The entries need to be copied exactly.

____

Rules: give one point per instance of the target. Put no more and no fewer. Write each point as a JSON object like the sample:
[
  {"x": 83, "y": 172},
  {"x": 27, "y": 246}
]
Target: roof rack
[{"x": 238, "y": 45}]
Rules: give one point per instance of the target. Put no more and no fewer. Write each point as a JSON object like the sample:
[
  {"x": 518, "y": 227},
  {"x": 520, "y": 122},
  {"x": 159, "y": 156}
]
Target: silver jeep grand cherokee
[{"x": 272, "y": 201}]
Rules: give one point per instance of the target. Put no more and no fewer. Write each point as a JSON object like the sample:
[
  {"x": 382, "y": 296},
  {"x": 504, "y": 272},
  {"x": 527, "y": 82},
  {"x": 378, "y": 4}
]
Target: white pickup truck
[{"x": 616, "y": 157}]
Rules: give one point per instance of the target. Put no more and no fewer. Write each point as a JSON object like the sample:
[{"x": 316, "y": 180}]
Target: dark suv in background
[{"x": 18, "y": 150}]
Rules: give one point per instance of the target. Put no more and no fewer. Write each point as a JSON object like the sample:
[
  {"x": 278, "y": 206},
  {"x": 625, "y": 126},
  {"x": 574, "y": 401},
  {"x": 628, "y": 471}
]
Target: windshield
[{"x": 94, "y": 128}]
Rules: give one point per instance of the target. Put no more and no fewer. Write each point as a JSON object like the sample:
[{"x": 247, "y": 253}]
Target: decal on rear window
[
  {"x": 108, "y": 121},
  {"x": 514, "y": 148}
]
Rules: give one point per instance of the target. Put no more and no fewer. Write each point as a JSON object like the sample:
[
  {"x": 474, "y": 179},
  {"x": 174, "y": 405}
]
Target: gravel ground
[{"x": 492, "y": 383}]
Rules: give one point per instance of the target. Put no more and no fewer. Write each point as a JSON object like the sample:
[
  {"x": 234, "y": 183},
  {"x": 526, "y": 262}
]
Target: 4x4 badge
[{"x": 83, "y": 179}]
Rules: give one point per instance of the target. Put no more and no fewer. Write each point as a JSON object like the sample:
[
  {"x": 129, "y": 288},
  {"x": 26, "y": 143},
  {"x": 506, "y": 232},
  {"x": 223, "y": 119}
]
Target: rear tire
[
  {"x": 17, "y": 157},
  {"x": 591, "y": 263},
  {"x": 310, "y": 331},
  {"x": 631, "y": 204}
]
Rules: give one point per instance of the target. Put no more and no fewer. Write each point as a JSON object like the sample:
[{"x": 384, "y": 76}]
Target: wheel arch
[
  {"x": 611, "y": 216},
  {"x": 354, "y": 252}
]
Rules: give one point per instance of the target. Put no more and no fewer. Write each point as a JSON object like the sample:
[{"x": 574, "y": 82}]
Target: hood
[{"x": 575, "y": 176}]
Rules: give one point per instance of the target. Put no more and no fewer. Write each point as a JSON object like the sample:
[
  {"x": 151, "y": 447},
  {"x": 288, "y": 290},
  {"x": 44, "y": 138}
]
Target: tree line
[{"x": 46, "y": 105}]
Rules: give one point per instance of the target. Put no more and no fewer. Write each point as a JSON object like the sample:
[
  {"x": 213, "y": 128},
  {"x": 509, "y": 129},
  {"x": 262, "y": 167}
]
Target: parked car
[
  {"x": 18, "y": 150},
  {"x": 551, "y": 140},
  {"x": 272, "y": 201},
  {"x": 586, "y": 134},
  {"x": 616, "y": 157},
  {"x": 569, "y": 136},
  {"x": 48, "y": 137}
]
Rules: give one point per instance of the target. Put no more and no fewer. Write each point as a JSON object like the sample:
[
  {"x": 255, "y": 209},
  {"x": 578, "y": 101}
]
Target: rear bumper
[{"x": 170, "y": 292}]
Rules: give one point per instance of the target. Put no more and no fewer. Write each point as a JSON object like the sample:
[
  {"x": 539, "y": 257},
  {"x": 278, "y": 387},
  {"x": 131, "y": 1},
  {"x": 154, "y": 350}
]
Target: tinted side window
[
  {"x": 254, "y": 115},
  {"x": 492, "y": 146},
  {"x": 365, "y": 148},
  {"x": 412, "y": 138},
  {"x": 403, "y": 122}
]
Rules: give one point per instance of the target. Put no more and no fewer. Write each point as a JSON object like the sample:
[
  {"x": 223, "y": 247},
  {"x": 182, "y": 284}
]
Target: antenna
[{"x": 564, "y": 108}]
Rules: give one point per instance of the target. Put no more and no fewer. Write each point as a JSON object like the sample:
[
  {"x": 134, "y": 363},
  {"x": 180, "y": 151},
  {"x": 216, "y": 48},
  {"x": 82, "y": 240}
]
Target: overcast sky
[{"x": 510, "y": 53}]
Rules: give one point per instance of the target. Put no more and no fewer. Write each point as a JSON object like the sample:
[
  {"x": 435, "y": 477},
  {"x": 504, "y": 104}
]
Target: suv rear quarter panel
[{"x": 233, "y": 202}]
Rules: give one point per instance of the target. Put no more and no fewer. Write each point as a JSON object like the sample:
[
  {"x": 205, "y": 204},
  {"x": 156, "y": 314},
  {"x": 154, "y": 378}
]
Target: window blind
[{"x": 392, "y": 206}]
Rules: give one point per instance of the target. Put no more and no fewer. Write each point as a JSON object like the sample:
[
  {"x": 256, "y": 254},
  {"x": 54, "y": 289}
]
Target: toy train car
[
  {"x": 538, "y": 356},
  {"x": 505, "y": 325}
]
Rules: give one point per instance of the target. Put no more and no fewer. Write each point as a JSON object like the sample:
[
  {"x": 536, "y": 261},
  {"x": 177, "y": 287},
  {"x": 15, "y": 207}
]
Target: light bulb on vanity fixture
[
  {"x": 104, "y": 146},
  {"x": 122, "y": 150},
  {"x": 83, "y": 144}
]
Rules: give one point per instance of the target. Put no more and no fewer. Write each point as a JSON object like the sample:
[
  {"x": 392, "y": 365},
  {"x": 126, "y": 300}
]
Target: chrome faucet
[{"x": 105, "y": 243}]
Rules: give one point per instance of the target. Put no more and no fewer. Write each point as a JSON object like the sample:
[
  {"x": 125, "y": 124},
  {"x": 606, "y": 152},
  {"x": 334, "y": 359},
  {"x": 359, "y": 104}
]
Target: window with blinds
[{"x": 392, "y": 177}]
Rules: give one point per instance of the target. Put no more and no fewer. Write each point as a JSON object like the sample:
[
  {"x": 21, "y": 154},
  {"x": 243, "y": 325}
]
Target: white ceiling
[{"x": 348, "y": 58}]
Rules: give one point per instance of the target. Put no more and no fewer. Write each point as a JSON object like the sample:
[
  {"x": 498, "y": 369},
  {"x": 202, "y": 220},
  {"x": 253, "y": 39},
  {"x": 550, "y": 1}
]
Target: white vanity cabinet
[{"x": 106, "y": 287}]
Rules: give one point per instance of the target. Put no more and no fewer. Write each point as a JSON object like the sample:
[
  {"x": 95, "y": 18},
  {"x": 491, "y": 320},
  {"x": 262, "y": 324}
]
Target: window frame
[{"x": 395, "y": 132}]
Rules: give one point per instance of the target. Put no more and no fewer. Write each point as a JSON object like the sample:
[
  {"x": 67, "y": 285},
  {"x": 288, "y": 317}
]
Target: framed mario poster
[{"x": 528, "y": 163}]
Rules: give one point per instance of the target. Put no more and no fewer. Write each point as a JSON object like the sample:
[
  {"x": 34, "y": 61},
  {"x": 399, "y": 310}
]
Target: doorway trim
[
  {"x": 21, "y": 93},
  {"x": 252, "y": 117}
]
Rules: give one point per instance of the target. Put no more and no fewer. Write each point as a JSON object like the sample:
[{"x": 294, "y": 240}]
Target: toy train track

____

[Exercise result]
Rules: give one point per instance of the target. Put no more and no fewer. Write each point as a JSON object like the sample:
[
  {"x": 83, "y": 172},
  {"x": 27, "y": 246}
]
Target: roof rack
[{"x": 238, "y": 45}]
Rules: give one point per instance of the target. Put no more and no fewer. Write each point as a JSON object like the sample:
[
  {"x": 518, "y": 227},
  {"x": 520, "y": 122},
  {"x": 159, "y": 156}
]
Target: silver jeep grand cherokee
[{"x": 272, "y": 201}]
Rules: give one point per instance of the target. Put no more and no fewer. Write each point as a JSON object like the sample:
[
  {"x": 382, "y": 296},
  {"x": 504, "y": 272},
  {"x": 527, "y": 82},
  {"x": 378, "y": 4}
]
Target: white pickup truck
[{"x": 616, "y": 157}]
Rules: give one point per instance of the target. Put no more and no fewer. Write each point as a JSON object like the sample:
[{"x": 316, "y": 180}]
Target: dark suv in background
[{"x": 18, "y": 150}]
Rules: give one point per instance of the target. Put no more and no fewer. Write each point as a JSON object like the sample:
[
  {"x": 278, "y": 206},
  {"x": 625, "y": 126},
  {"x": 574, "y": 401},
  {"x": 628, "y": 471}
]
Target: windshield
[{"x": 94, "y": 128}]
Rules: give one point per instance of the target. Put no more and no fewer. Write each point as a JSON object like the sample:
[{"x": 247, "y": 253}]
Target: decal on rear window
[
  {"x": 108, "y": 121},
  {"x": 514, "y": 148}
]
Rules: give one point per instance of the target. Put no more and no fewer. Write each point as a JSON object like the sample:
[
  {"x": 474, "y": 179},
  {"x": 174, "y": 405}
]
Target: gravel ground
[{"x": 492, "y": 383}]
Rules: give one point per instance of the target. Put no more and no fewer. Write each point as a JSON object like the sample:
[
  {"x": 234, "y": 183},
  {"x": 526, "y": 262}
]
Target: 4x4 badge
[{"x": 83, "y": 179}]
Rules: give one point per instance of the target. Put no more and no fewer. Write each point as a JSON object like the sample:
[
  {"x": 129, "y": 288},
  {"x": 26, "y": 143},
  {"x": 506, "y": 232},
  {"x": 223, "y": 119}
]
Target: rear tire
[
  {"x": 17, "y": 157},
  {"x": 591, "y": 263},
  {"x": 310, "y": 331},
  {"x": 631, "y": 204}
]
Rules: give one point per instance of the target. Put no more and no fewer. Write each point as a JSON object like the sample:
[{"x": 384, "y": 76}]
Target: wheel arch
[
  {"x": 611, "y": 216},
  {"x": 354, "y": 252}
]
Rules: give one point per instance of the target. Put no more and no fewer. Write each point as a JSON object like the sample:
[{"x": 574, "y": 82}]
Target: hood
[{"x": 575, "y": 176}]
Rules: give one point per instance of the target. Put no more and no fewer. Write each point as a JSON object like the sample:
[
  {"x": 151, "y": 447},
  {"x": 288, "y": 290},
  {"x": 44, "y": 138}
]
Target: tree line
[{"x": 46, "y": 105}]
Rules: give one point per instance of the target. Put no more and no fewer. Write each point as a JSON object like the sample:
[
  {"x": 213, "y": 128},
  {"x": 509, "y": 129},
  {"x": 262, "y": 167}
]
Target: parked car
[
  {"x": 18, "y": 150},
  {"x": 551, "y": 140},
  {"x": 272, "y": 201},
  {"x": 586, "y": 134},
  {"x": 616, "y": 157},
  {"x": 569, "y": 136},
  {"x": 48, "y": 137}
]
Rules: give one point per instance of the target. Put no more and no fewer. Write each point as a JSON object like the sample:
[
  {"x": 255, "y": 209},
  {"x": 578, "y": 101}
]
Target: rear bumper
[{"x": 170, "y": 292}]
Rules: give one point per instance of the target. Put no more and no fewer. Write each point as a JSON object like the sample:
[
  {"x": 539, "y": 257},
  {"x": 278, "y": 387},
  {"x": 131, "y": 1},
  {"x": 154, "y": 350}
]
Target: tinted side window
[
  {"x": 254, "y": 115},
  {"x": 492, "y": 146},
  {"x": 365, "y": 148},
  {"x": 412, "y": 138},
  {"x": 403, "y": 122}
]
Rules: give one point per instance of the target. Put no more and no fewer. Write each point as a JSON object like the sample:
[
  {"x": 223, "y": 247},
  {"x": 182, "y": 284}
]
Target: antenna
[{"x": 564, "y": 108}]
Rules: give one point per instance of the target. Put no more and no fewer. Write each point as a JSON object like the sample:
[
  {"x": 134, "y": 363},
  {"x": 180, "y": 151},
  {"x": 216, "y": 48},
  {"x": 82, "y": 240}
]
Target: overcast sky
[{"x": 510, "y": 53}]
Rules: give one point per instance of the target. Put no more and no fewer. Write each point as a JSON object like the sample:
[
  {"x": 435, "y": 477},
  {"x": 504, "y": 104}
]
Target: suv rear quarter panel
[{"x": 233, "y": 202}]
Rules: give one point per instance of the target. Put no more and no fewer. Write each point as a JSON object like the sample:
[
  {"x": 205, "y": 204},
  {"x": 156, "y": 314},
  {"x": 154, "y": 378}
]
Target: window blind
[{"x": 392, "y": 206}]
Rules: give one point per instance of the target. Put no more and no fewer. Write each point as a JSON object like the sample:
[
  {"x": 256, "y": 254},
  {"x": 54, "y": 289}
]
Target: toy train car
[
  {"x": 538, "y": 356},
  {"x": 505, "y": 325}
]
Rules: give one point per instance of the target. Put no more and no fewer. Write each point as a JSON object like the sample:
[
  {"x": 536, "y": 261},
  {"x": 177, "y": 287},
  {"x": 15, "y": 207}
]
Target: light bulb on vanity fixture
[
  {"x": 104, "y": 146},
  {"x": 122, "y": 150},
  {"x": 83, "y": 144}
]
Rules: give one point per instance of the target. Put no more and no fewer. Write each point as a JSON object like the sample:
[
  {"x": 392, "y": 365},
  {"x": 126, "y": 300}
]
Target: chrome faucet
[{"x": 105, "y": 243}]
Rules: give one point per instance of the target. Put no more and no fewer. Write each point as a JSON object like the sample:
[
  {"x": 125, "y": 124},
  {"x": 606, "y": 152},
  {"x": 334, "y": 359},
  {"x": 359, "y": 104}
]
Target: window with blinds
[{"x": 392, "y": 177}]
Rules: give one point per instance of the target. Put no more and no fewer. Write each point as a JSON object like the sample:
[
  {"x": 21, "y": 154},
  {"x": 243, "y": 325}
]
Target: white ceiling
[{"x": 348, "y": 58}]
Rules: give one point per instance of the target. Put no more and no fewer. Write each point as a JSON object like the sample:
[
  {"x": 498, "y": 369},
  {"x": 202, "y": 220},
  {"x": 253, "y": 39},
  {"x": 550, "y": 1}
]
Target: white vanity cabinet
[{"x": 106, "y": 287}]
Rules: give one point per instance of the target. Put no more and no fewer. Write each point as a JSON object like the sample:
[
  {"x": 95, "y": 18},
  {"x": 491, "y": 320},
  {"x": 262, "y": 324}
]
Target: window frame
[{"x": 395, "y": 132}]
Rules: give one point per instance of the target. Put no more and no fewer. Write each point as a JSON object like the sample:
[
  {"x": 67, "y": 285},
  {"x": 288, "y": 317}
]
Target: framed mario poster
[{"x": 528, "y": 163}]
Rules: give one point per instance of the target. Put no more and no fewer. Write each point as a JSON object like the sample:
[
  {"x": 34, "y": 61},
  {"x": 399, "y": 310}
]
Target: doorway trim
[
  {"x": 21, "y": 93},
  {"x": 252, "y": 117}
]
Rules: give one point per instance of the target. Put no more and no fewer. Write each point as a JSON object like the sample:
[{"x": 294, "y": 240}]
Target: toy train track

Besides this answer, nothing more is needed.